DESCRIPTION OF THE TASK: Copy the material below, from its first line up to and including the line containing "80], [192, 84]]", requests included. Shift every coordinate in the traced outlines by -26.

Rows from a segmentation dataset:
[start]

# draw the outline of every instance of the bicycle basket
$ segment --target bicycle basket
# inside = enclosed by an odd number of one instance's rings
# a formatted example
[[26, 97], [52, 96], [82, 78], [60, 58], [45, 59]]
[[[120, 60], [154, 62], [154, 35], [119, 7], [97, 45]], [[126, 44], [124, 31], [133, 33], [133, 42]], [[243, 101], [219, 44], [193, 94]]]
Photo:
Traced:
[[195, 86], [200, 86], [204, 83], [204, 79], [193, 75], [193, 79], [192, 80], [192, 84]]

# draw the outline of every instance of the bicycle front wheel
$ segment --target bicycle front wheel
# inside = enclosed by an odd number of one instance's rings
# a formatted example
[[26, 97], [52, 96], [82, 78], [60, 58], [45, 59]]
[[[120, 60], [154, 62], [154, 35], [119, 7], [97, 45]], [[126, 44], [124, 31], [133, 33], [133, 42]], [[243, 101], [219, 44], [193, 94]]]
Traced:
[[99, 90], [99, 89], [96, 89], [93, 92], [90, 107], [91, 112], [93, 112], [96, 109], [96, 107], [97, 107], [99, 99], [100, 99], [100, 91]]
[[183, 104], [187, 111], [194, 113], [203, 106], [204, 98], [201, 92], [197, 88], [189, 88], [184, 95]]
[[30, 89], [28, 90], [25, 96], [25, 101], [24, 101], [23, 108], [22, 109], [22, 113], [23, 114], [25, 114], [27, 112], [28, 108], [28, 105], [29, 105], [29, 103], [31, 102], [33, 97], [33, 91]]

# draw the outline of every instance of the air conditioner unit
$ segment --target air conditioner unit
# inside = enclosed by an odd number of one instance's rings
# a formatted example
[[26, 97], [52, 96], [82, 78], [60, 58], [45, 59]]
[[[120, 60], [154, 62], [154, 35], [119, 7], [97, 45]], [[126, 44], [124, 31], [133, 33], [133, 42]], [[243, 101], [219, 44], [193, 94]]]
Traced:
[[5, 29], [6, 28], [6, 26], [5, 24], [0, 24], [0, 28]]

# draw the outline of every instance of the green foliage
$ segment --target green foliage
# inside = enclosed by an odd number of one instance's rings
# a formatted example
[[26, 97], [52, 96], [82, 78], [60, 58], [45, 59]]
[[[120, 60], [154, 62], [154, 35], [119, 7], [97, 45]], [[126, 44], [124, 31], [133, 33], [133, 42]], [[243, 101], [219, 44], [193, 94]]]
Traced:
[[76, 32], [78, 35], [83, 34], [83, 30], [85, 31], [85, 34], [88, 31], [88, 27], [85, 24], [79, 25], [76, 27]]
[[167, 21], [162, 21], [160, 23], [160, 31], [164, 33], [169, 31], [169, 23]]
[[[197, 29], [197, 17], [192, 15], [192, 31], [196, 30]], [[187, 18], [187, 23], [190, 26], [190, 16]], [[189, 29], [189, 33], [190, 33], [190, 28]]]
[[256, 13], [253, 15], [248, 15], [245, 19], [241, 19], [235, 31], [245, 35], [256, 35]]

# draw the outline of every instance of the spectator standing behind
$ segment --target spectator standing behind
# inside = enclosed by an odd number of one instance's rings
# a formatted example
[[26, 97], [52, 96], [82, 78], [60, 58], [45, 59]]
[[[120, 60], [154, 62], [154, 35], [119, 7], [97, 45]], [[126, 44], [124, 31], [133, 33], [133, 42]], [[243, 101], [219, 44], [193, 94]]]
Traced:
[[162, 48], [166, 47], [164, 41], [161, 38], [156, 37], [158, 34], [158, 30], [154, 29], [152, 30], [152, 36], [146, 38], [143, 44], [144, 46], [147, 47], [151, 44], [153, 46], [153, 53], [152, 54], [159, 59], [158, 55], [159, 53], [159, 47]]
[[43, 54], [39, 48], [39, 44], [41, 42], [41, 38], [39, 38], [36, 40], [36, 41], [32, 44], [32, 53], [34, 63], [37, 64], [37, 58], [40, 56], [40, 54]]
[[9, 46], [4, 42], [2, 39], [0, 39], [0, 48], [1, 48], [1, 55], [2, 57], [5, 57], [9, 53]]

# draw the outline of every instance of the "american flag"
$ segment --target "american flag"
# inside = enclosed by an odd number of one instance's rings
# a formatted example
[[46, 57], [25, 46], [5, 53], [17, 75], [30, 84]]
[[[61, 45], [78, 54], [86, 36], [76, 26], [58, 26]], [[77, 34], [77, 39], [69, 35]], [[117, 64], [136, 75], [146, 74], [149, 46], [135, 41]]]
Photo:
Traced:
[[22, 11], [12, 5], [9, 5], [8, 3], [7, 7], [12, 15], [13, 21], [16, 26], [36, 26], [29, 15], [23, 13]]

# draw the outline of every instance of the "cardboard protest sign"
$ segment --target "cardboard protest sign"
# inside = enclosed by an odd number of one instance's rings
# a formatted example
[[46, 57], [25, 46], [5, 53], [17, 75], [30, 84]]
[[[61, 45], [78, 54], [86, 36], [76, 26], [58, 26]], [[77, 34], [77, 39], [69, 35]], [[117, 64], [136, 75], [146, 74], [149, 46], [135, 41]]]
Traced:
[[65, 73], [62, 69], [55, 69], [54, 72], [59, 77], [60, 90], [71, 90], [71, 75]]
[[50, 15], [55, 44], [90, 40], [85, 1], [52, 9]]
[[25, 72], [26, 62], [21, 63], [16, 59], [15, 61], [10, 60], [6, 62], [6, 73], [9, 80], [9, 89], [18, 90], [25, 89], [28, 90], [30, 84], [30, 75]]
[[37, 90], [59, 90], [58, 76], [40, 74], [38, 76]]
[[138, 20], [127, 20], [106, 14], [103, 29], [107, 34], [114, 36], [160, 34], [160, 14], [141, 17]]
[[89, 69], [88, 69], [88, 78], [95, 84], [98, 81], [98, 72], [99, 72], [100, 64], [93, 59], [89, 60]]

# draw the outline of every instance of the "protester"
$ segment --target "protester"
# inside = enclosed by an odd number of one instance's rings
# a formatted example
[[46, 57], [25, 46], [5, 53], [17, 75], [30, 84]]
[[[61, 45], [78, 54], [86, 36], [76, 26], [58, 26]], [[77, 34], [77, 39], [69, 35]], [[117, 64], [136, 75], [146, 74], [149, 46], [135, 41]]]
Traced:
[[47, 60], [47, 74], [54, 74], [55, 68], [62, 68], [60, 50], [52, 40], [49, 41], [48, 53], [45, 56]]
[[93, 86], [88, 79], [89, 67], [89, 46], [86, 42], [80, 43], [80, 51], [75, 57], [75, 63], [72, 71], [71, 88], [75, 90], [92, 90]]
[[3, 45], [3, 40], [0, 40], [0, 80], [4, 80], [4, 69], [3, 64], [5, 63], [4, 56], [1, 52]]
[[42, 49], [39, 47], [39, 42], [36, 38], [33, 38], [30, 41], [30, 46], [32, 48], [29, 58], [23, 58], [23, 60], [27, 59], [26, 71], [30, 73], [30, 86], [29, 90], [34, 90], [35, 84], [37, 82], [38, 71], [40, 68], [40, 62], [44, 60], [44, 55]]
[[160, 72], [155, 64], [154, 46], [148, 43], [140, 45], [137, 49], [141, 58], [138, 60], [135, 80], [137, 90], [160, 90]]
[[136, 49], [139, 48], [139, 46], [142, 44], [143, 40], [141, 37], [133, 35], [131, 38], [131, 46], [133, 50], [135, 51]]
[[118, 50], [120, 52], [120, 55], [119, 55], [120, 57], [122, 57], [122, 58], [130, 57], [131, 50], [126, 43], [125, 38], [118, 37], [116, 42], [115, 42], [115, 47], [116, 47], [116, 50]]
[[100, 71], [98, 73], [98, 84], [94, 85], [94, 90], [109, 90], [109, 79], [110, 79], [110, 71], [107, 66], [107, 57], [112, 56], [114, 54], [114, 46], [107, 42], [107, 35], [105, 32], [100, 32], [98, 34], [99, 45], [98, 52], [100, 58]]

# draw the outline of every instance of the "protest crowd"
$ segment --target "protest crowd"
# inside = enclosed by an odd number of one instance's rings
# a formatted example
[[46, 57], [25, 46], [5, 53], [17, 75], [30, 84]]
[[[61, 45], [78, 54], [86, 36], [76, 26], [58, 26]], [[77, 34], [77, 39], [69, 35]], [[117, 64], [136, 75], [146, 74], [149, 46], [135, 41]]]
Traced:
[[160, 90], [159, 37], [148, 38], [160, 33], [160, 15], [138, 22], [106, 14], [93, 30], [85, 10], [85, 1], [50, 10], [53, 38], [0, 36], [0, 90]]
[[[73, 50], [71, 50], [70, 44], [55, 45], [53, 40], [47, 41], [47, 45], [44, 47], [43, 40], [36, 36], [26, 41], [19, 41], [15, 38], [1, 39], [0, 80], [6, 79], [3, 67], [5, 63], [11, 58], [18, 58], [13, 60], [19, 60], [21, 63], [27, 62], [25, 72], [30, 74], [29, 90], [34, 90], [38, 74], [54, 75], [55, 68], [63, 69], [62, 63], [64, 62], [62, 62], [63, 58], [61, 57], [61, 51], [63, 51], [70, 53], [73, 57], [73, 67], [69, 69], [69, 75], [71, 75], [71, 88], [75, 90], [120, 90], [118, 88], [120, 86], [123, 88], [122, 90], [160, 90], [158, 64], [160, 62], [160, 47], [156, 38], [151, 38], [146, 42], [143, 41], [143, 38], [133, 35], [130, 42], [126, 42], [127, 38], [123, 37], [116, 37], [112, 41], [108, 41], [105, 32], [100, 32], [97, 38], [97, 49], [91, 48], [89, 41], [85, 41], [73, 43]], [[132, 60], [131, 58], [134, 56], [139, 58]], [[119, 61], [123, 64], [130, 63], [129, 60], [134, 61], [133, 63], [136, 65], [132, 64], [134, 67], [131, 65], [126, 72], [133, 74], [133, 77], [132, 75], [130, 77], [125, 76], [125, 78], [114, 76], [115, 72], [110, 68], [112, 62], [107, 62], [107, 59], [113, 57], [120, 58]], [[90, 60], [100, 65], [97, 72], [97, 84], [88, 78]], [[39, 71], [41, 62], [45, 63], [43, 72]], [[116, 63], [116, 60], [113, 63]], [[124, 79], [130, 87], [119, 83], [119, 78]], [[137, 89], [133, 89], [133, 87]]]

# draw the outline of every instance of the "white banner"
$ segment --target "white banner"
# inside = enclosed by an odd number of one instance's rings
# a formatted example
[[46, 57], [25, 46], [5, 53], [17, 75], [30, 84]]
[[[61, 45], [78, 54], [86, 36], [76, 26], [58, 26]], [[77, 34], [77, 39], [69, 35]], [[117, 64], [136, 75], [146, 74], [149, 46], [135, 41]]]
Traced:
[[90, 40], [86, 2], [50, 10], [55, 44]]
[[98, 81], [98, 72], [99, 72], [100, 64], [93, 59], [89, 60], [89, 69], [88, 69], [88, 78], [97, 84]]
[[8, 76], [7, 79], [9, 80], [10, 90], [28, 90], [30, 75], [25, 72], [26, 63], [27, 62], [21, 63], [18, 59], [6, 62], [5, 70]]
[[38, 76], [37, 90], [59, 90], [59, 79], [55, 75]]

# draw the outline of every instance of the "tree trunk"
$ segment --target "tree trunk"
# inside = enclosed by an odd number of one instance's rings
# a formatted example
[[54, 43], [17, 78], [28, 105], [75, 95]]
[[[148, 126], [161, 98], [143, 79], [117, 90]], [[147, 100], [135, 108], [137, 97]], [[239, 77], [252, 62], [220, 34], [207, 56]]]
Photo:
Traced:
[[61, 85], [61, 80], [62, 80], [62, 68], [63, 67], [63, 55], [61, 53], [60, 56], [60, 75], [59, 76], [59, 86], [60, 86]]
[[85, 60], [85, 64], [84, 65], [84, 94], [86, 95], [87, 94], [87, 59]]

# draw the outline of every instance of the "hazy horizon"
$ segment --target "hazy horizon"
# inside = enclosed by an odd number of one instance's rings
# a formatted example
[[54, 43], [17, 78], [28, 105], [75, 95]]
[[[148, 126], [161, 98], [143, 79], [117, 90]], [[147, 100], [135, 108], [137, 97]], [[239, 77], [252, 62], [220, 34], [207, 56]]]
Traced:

[end]

FINISHED ANSWER:
# draw the outline of every instance of the bicycle basket
$ segment --target bicycle basket
# inside = enclosed by an odd number of one instance's rings
# a formatted example
[[26, 97], [52, 96], [82, 78], [60, 58], [45, 59]]
[[[120, 60], [154, 62], [154, 35], [119, 7], [97, 45]], [[126, 44], [124, 31], [133, 33], [133, 42]], [[243, 101], [219, 44], [193, 94]]]
Photo:
Traced:
[[169, 60], [174, 60], [178, 57], [178, 53], [167, 49], [167, 53], [166, 54], [166, 58]]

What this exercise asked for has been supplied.